PROBLEMA PROPOSTO: Reescreva tudo o que vai de "Darcy Ribeiro" até "sutil, como veremos." no texto sobre os governos petistas, pondo "textos" no lugar de "artigos".

TRECHO DO TEXTO:
# # # # #

“O mais importante é inventar o Brasil que nós queremos.”
Darcy Ribeiro
“Brasil, o País do Futuro”
Título do mais conhecido livro de Stefan Zweig
Advertência: calma, muita calma leitor anti-petista ferrenho, pois neste terceiro de três artigos não defenderei que tudo o que os governos Lula I e II e o governo Dilma I e mezzo 2 fizeram foi inútil, mentira, errado. Na verdade, quase tudo, mas não a totalidade das ações e políticas de governo.
A Grande Mentira. Qual foi a cartada de mestre (Ace in the Hole) dada pelo governo petista em 2014? Qual foi sua grande mentira? Por que ela foi usada? Este é o último de três artigos que tentam desvendar a farsa, a ilusão e a mentira implícitas dos governos petistas. Mas, não, não foram as pedaladas em si somente o enredo da Grande Mentira: há algo mais sutil, como veremos.
Billy Wilder (1906–2002) foi um dos mais importantes cineastas que migraram para os EUA e sem dúvida um dos que mais cinicamente criticaram os valores hegemônicos americanos no pós guerra. Podemos atestar isso pelos roteiros e estórias que escolhia, pela forma de dirigir, pelo humor ácido em The Apartment (Mundo do Trabalho), por exemplo ou pela degradação produzida da fama e vaidade em seu próprio meio Sunset Blvd.
Qual seria seu melhor filme? Difícil sempre é responder este tipo de questão. Qual é o melhor Kubrick? O melhor Allen? O melhor Coppolla (este talvez seja mais fácil, The Godfather II, mas quem esqueceria The Conversation?). Dependendo do momento, dependendo do gênero, nossa hierarquia se altera. No caso de BW, quando pendo na crise moral engendrada pelo governo Dilma, vêm-me à mente como o melhor Ace in the Role.
O repórter fracassado, caçador de notícias sensacionalistas, depois de sua última demissão (por mais do que justa causa) Charles Tatum (Kirk Douglas) vai parar em Albuquerque, Novo México. Na procura por trabalho, consegue um no jornal da cidade. Com o passar do tempo e sem nada de relevante para cobrir – Albuquerque nos anos 50 do século passado não era bem LA – vê-se, por ordem do chefe, na obrigação nada desafiadora de fazer uma reportagem sobre uma corrida de cascavéis no interior.

# # # # #

MATERIAL FORNECIDO:

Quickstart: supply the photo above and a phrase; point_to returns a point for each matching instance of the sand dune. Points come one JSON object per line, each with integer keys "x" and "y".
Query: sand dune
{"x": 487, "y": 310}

# # # # #

RESPOSTA COMPLETA:
Darcy Ribeiro
“Brasil, o País do Futuro”
Título do mais conhecido livro de Stefan Zweig
Advertência: calma, muita calma leitor anti-petista ferrenho, pois neste terceiro de três textos não defenderei que tudo o que os governos Lula I e II e o governo Dilma I e mezzo 2 fizeram foi inútil, mentira, errado. Na verdade, quase tudo, mas não a totalidade das ações e políticas de governo.
A Grande Mentira. Qual foi a cartada de mestre (Ace in the Hole) dada pelo governo petista em 2014? Qual foi sua grande mentira? Por que ela foi usada? Este é o último de três textos que tentam desvendar a farsa, a ilusão e a mentira implícitas dos governos petistas. Mas, não, não foram as pedaladas em si somente o enredo da Grande Mentira: há algo mais sutil, como veremos.